In the material below, convert the lines beginning with the one containing "Every instance of the long" and continuing through the one containing "POLYGON ((634 273, 595" into a JSON list of strings, with one string per line and any blank lines left out.

** Start Records supplied **

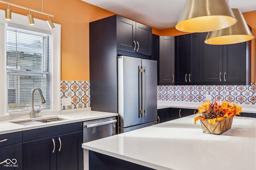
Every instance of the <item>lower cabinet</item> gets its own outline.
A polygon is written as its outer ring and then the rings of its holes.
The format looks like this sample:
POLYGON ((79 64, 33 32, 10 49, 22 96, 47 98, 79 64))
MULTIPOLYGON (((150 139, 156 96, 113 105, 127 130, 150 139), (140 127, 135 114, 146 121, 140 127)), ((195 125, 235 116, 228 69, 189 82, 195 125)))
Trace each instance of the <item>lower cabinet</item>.
POLYGON ((23 143, 24 170, 82 170, 82 131, 23 143))
POLYGON ((240 113, 240 115, 237 115, 238 116, 242 116, 243 117, 255 117, 256 118, 256 113, 250 113, 242 112, 240 113))
POLYGON ((197 109, 169 107, 157 110, 158 123, 189 116, 197 112, 197 109))
POLYGON ((22 144, 0 147, 0 170, 22 170, 22 144))
POLYGON ((24 170, 83 169, 82 122, 23 131, 24 170))

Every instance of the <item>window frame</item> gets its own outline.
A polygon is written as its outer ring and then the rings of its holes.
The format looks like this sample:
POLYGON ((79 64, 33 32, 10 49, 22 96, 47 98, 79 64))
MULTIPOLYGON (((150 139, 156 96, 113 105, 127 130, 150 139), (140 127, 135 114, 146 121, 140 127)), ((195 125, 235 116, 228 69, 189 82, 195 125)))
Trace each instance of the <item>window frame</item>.
POLYGON ((54 23, 55 27, 50 29, 46 21, 34 18, 35 25, 29 25, 26 16, 12 13, 11 21, 6 21, 4 19, 5 11, 0 10, 0 78, 3 80, 0 83, 0 93, 3 94, 3 97, 0 98, 0 108, 4 108, 0 111, 1 115, 10 115, 21 114, 29 114, 23 112, 9 114, 7 112, 8 87, 6 77, 6 23, 11 25, 18 25, 19 28, 36 31, 38 29, 42 31, 50 31, 52 35, 52 63, 51 69, 52 85, 51 98, 51 109, 50 110, 42 111, 42 113, 46 112, 60 111, 60 25, 54 23))

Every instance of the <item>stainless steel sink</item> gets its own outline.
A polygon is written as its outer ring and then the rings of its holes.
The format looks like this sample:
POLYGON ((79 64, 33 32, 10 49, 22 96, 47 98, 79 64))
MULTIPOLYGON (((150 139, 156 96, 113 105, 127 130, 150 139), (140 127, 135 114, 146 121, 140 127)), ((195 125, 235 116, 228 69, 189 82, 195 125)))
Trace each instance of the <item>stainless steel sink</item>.
POLYGON ((46 123, 52 122, 57 121, 67 120, 66 119, 59 117, 44 118, 40 120, 27 120, 21 121, 10 122, 18 124, 24 126, 28 126, 32 125, 42 124, 46 123))
POLYGON ((60 118, 59 117, 55 117, 53 118, 45 119, 41 120, 35 120, 35 121, 38 121, 42 123, 52 122, 53 121, 60 121, 62 120, 66 120, 65 119, 60 118))

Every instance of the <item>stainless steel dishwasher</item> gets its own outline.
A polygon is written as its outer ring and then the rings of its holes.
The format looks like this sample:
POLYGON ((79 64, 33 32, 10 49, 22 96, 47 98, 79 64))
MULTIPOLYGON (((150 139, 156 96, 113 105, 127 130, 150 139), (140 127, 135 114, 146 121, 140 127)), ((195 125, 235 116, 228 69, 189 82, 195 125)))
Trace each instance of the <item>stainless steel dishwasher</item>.
POLYGON ((84 122, 84 143, 116 135, 117 121, 114 117, 84 122))

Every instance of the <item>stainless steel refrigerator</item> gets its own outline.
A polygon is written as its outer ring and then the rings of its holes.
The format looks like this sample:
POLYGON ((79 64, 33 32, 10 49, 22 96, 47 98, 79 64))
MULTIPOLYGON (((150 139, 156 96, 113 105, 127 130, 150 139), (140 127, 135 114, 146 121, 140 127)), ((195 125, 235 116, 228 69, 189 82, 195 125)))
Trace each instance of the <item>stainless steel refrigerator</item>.
POLYGON ((119 132, 156 124, 156 61, 118 57, 119 132))

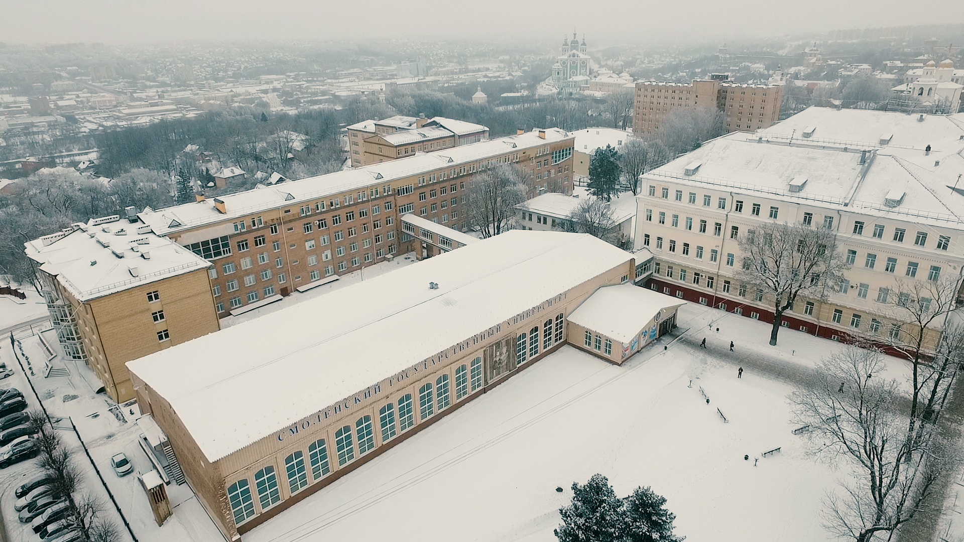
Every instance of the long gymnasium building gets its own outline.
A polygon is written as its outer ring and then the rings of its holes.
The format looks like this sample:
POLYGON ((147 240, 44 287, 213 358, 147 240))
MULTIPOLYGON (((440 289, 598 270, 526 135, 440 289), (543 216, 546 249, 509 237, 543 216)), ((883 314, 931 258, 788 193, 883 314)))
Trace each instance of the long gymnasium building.
POLYGON ((634 273, 595 237, 512 230, 127 366, 142 412, 237 539, 568 339, 625 362, 682 303, 634 273), (600 303, 569 329, 600 288, 633 330, 600 303))

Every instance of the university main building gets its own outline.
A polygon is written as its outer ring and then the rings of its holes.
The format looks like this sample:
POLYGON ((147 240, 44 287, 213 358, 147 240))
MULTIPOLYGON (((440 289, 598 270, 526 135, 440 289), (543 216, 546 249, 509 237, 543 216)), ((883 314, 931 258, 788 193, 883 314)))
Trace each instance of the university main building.
POLYGON ((236 539, 567 343, 624 363, 683 303, 636 273, 596 237, 511 230, 127 366, 236 539))

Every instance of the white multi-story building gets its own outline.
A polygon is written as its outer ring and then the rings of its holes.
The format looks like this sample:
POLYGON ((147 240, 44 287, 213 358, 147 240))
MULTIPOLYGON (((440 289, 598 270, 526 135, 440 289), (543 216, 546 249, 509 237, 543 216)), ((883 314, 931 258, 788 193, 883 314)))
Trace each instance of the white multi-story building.
POLYGON ((708 142, 643 176, 635 248, 656 256, 648 285, 772 322, 770 300, 737 278, 737 240, 765 222, 826 228, 845 281, 798 299, 784 325, 885 341, 897 280, 959 281, 964 269, 962 152, 961 114, 816 107, 708 142))

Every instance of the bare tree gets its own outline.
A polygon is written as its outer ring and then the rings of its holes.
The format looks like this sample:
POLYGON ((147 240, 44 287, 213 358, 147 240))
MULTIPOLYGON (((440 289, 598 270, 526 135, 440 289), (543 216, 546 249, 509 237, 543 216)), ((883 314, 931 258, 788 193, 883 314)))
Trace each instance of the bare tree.
POLYGON ((626 244, 619 225, 613 217, 612 208, 608 203, 597 198, 587 198, 579 202, 569 217, 556 224, 563 231, 574 233, 589 233, 603 241, 622 247, 626 244))
MULTIPOLYGON (((912 366, 914 384, 910 403, 910 428, 918 422, 922 411, 920 408, 921 393, 924 388, 941 385, 948 374, 940 369, 948 357, 956 358, 959 352, 941 352, 945 348, 958 347, 964 339, 957 337, 962 331, 959 326, 949 328, 950 334, 941 340, 940 328, 944 327, 951 312, 957 309, 957 293, 959 283, 956 278, 940 278, 931 275, 926 281, 895 281, 893 288, 884 288, 877 296, 877 301, 887 308, 887 313, 893 323, 887 331, 889 345, 906 358, 912 366)), ((935 392, 938 393, 938 392, 935 392)), ((928 397, 927 403, 932 407, 934 397, 928 397)), ((924 411, 926 417, 933 412, 924 411)))
POLYGON ((917 514, 940 504, 935 484, 948 474, 947 450, 927 438, 909 437, 906 419, 895 407, 903 397, 881 374, 883 355, 848 346, 823 360, 824 378, 790 395, 795 421, 816 453, 844 459, 854 475, 825 502, 828 529, 855 542, 893 532, 917 514))
POLYGON ((619 89, 606 95, 602 111, 612 119, 612 127, 625 130, 629 125, 634 97, 633 89, 619 89))
POLYGON ((822 299, 825 286, 846 268, 837 252, 837 236, 829 230, 762 223, 737 242, 743 254, 737 278, 758 288, 758 301, 772 300, 770 344, 774 345, 783 314, 797 298, 803 294, 822 299))
POLYGON ((670 159, 669 149, 662 142, 631 137, 619 149, 619 164, 626 174, 626 183, 633 196, 639 195, 639 177, 665 164, 670 159))
POLYGON ((514 164, 498 164, 476 174, 469 183, 466 225, 492 237, 511 230, 516 205, 525 201, 527 172, 514 164))

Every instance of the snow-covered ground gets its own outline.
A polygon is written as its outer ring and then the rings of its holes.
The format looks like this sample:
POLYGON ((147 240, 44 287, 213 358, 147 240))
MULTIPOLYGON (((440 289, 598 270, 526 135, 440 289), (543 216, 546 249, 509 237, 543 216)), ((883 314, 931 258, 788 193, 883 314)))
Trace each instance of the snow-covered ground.
MULTIPOLYGON (((760 322, 689 306, 681 326, 719 317, 727 346, 772 353, 760 322)), ((843 473, 791 434, 791 384, 737 379, 736 355, 666 342, 621 367, 564 347, 244 538, 549 542, 572 482, 602 473, 619 495, 650 485, 665 496, 689 540, 833 539, 819 510, 843 473)), ((787 357, 801 366, 840 347, 796 332, 781 342, 799 346, 787 357)))
POLYGON ((327 285, 321 285, 320 286, 315 286, 305 292, 294 292, 291 295, 281 299, 281 301, 276 301, 264 307, 259 307, 254 311, 249 311, 237 316, 227 316, 221 319, 221 328, 227 328, 233 325, 237 325, 241 322, 247 322, 248 320, 253 320, 258 316, 267 314, 269 312, 274 312, 284 309, 285 307, 290 307, 296 303, 301 303, 306 299, 313 299, 319 295, 324 295, 332 290, 338 288, 343 288, 348 285, 354 285, 355 283, 362 282, 365 279, 373 279, 379 275, 383 275, 389 271, 393 271, 400 267, 405 267, 406 265, 412 265, 417 261, 415 259, 415 253, 398 255, 394 258, 388 261, 380 261, 375 265, 370 267, 365 267, 363 269, 359 269, 358 271, 352 271, 346 275, 341 275, 337 281, 328 283, 327 285))

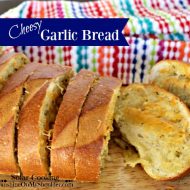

** End Records supplied **

- _Solution_:
[
  "Every instance of the long gymnasium building gets its own outline.",
  "A polygon is written as its outer ring and then the rings of its holes.",
  "The format looks like this sample:",
  "POLYGON ((147 240, 44 287, 213 358, 147 240))",
  "MULTIPOLYGON (((440 289, 598 270, 526 135, 440 289), (543 216, 546 249, 509 237, 543 216)), ((883 314, 931 258, 788 193, 883 314)))",
  "Trace each instance of the long gymnasium building.",
  "POLYGON ((634 273, 595 237, 512 230, 127 366, 142 412, 237 539, 568 339, 625 362, 682 303, 634 273), (600 303, 569 329, 600 288, 633 330, 600 303))"
]